=== OBJECTIVE ===
Copy out the whole listing below line for line, shifting every answer coordinate up by 96 and leaving the sample coordinates unchanged. Omit the pictures.

=== SUPPLIED RECORDS ===

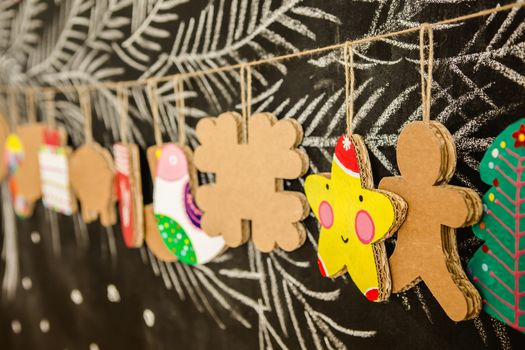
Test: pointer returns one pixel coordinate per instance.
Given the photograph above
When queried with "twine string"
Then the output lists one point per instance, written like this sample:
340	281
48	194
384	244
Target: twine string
123	105
50	108
112	85
349	85
178	89
426	85
13	109
246	98
153	97
31	105
85	105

=== SOLUTION BELOW ===
Test: pointer returns one pixel coordinate per instance.
Given the photograph above
When queried with "twine string"
Then the output lists one point per instance, written like this sample:
340	281
48	194
384	244
Target: twine string
219	201
146	204
208	181
445	181
274	185
522	181
109	205
342	194
249	193
127	201
181	201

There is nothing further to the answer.